*Problem requirements*.
All of the listing below must be repeated word for word. Pictures are the only thing to omit.

Object pointing dataset rows:
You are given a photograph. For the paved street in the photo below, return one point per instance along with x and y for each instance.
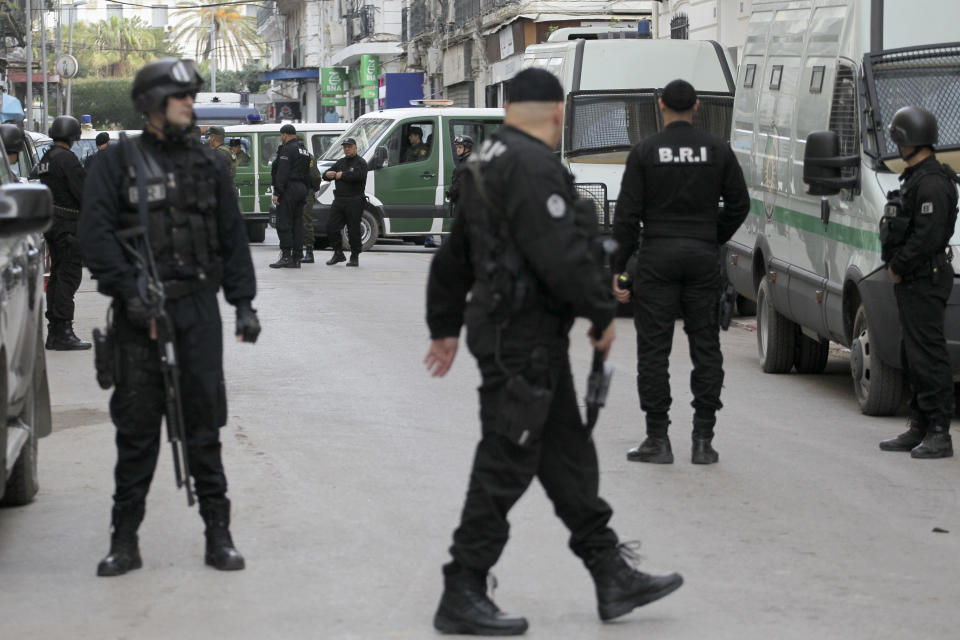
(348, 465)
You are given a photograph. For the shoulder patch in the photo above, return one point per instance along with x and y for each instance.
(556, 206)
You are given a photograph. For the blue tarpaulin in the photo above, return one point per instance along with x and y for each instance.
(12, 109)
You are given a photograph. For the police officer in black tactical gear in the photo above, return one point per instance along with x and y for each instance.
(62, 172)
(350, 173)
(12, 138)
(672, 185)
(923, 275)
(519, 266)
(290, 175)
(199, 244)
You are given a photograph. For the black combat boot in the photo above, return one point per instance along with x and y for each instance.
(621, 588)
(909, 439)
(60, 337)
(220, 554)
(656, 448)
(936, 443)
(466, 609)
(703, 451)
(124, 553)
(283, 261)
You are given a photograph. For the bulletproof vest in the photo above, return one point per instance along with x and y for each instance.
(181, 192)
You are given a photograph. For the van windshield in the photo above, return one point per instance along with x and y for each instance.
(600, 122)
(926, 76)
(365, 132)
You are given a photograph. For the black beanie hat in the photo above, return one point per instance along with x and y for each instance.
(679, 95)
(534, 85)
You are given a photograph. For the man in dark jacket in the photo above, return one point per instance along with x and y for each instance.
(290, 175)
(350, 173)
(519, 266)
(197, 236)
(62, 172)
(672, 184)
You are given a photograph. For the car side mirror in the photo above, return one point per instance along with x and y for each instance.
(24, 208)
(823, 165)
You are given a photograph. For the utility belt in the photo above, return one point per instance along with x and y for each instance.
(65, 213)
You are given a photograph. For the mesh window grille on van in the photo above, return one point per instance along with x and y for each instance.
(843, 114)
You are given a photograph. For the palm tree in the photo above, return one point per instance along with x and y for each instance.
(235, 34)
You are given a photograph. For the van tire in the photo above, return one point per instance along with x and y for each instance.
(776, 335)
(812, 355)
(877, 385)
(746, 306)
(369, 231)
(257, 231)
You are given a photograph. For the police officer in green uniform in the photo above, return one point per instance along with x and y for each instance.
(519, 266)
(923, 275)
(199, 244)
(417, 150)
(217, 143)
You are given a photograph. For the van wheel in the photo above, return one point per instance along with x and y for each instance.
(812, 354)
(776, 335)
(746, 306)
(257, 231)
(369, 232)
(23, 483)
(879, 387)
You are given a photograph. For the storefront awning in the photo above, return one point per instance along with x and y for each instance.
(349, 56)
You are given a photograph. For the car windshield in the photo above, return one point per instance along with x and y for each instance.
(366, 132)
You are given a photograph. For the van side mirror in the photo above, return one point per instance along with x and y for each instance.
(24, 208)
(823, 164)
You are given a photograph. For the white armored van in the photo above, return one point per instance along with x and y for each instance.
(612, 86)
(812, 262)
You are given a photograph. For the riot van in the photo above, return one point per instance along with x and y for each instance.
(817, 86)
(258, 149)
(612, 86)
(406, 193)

*Complete output*.
You are given a photograph. For the paved street in the photo below, return one point per instance along with x and y for each instance.
(348, 465)
You are given a photograph. For the shoulder patch in the photo above, return one point per instance along with x and y for each instance.
(556, 206)
You are given a photograph. For the blue tarpaulin in the photo above, return one point per instance along with x and y for each instance.
(12, 109)
You are given a photograph. For the police officer in black tactical gear in the photo above, return one point per instance along with x and y for each instance.
(62, 172)
(350, 173)
(12, 138)
(672, 185)
(923, 275)
(519, 266)
(290, 175)
(199, 244)
You are given a photograph. For the black combat boot in the photo above, return one point per instance along with x and y for each instance.
(621, 588)
(909, 439)
(60, 337)
(220, 554)
(656, 448)
(936, 443)
(466, 609)
(703, 451)
(124, 553)
(283, 261)
You are given a photograph. For the bulletproof vest in the photo above, return one point per instance along with x and y for each instance.
(181, 192)
You are given a photograph. For the van windshield in the photo above, return one point per instance along with x and y for each instance.
(600, 122)
(926, 76)
(365, 132)
You are given a photograph. For the black beanie hat in the photo above, return one point per instance along with x and y for each instance.
(679, 95)
(534, 85)
You are given a photograph. For the man in dark jacket in the photo above, return one point per instance along with x and y for each instance.
(290, 175)
(350, 173)
(519, 266)
(197, 236)
(62, 172)
(672, 184)
You are given a photograph. For the car side mirror in the photo above, return one point per instance along with x and y for each instance.
(24, 208)
(823, 165)
You are given a photograph. For the utility belt in the photo above, return one point per instance along with x and y for each instance.
(65, 213)
You are given a photograph. For the mesh window grille on van in the photo above, return one point per instance along with x and y for each instance.
(843, 114)
You are given a photograph. For the palm tree in the photo above, return one point per instance along with x and y for each instance.
(235, 34)
You are given a photograph. For the van tire in the photo above, return one point per instance along with x and y for each instance.
(776, 335)
(812, 355)
(877, 385)
(746, 306)
(369, 231)
(257, 231)
You are given a photograph. For the police officer in green uniform in the photo above, return one point per instance along with x and y for each instance.
(519, 266)
(923, 275)
(199, 244)
(417, 150)
(217, 143)
You are given a photograph. For the van wheel in the photo above, return one point per instance along with x and y for each instance.
(812, 354)
(776, 335)
(746, 306)
(257, 231)
(369, 232)
(23, 483)
(879, 387)
You are given a photograph. For the storefront awning in the photo above, return one point per instance along with x and y for each instance.
(349, 56)
You are given a photograph. For the car windshield in the photo above, return one point per instance along with x and y for each instance.
(366, 132)
You are given a photograph. For the van side mirror in the photo above, return one point per instance along with x and y for each instance.
(24, 208)
(823, 164)
You are given a photograph. For the white armored van in the photo above, return one point per instance along with x and y for each instance.
(612, 86)
(812, 262)
You are given a photograph. For the riot van in the photo above, return one point per instance along with x and y for each instance.
(817, 86)
(258, 149)
(612, 86)
(406, 193)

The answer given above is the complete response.